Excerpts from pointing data
:::
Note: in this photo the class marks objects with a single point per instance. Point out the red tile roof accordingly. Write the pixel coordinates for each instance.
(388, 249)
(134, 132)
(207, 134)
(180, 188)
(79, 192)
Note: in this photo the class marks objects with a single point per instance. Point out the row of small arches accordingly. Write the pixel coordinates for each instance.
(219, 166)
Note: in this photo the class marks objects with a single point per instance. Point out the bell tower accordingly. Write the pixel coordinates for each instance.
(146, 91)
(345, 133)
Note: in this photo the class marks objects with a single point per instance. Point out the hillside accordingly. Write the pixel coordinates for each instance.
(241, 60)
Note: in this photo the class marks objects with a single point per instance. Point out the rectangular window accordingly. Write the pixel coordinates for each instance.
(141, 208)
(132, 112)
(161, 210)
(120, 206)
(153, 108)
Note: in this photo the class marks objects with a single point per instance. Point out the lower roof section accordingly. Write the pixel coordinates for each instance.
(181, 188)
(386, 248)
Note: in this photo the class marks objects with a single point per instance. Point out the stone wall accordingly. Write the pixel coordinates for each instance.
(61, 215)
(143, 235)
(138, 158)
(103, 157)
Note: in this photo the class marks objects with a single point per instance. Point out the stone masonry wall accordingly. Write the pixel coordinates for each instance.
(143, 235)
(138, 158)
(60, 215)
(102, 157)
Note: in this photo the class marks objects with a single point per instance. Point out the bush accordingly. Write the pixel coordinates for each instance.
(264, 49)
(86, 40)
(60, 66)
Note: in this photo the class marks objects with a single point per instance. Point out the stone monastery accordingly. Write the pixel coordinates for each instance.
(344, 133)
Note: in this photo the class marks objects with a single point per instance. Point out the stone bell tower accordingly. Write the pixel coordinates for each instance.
:::
GIVEN TASK:
Return all of the records above word for word, changing nothing.

EXERCISE ANSWER:
Note: in this photo the class marks objects with a single point per instance. Point out the red tile roof accordingly. Write the pixel coordinates for each instance.
(388, 249)
(134, 132)
(207, 134)
(180, 188)
(79, 192)
Note: in this photo the class marks objects with a single point per instance. Point out the row of small arches accordingly. Write the pixel coordinates for each instance.
(219, 166)
Note: in this photo the class marks objects with a single point per instance. Point out the bell tower accordingly. Write the pixel coordinates for each instance.
(146, 91)
(345, 133)
Note: in this photo the class marks objects with a single point per instance. Point out the hillside accordingly. Write the pixel coordinates for each instance.
(241, 60)
Note: in this photo the class marks objects with a single point per instance. Point out the rectangular window accordingly. Write the pixel coordinates for each instance.
(141, 208)
(132, 112)
(161, 210)
(120, 206)
(153, 108)
Note: in this photo the class marks objects with a single point per instance. Point out the lower roof section accordingly. Write the pixel coordinates for each instance.
(181, 188)
(386, 248)
Note: in this photo the class marks objects with a single point per instance. Point out the stone wall accordingly. Write the pixel coordinates for each instance.
(61, 215)
(143, 235)
(138, 158)
(103, 157)
Note: in this photo the class marks objects with a single point per instance. Point out the stone masonry wall accordingly. Write the pixel coordinates for each instance.
(143, 235)
(138, 158)
(60, 215)
(102, 157)
Note: in this photo the class marks objects with a single point per instance. Point out the bush accordingly. Write the pixel coordinates for each instance.
(264, 49)
(86, 40)
(60, 66)
Note: in this photo the class marks objects with a single point per instance. Point out the stone monastery accordingly. Write the pixel coordinates for each instance.
(344, 133)
Note: in this photo the class marks objects with a single point per instance. Point out the stone bell tower accordingly. Write the pixel coordinates for each instance.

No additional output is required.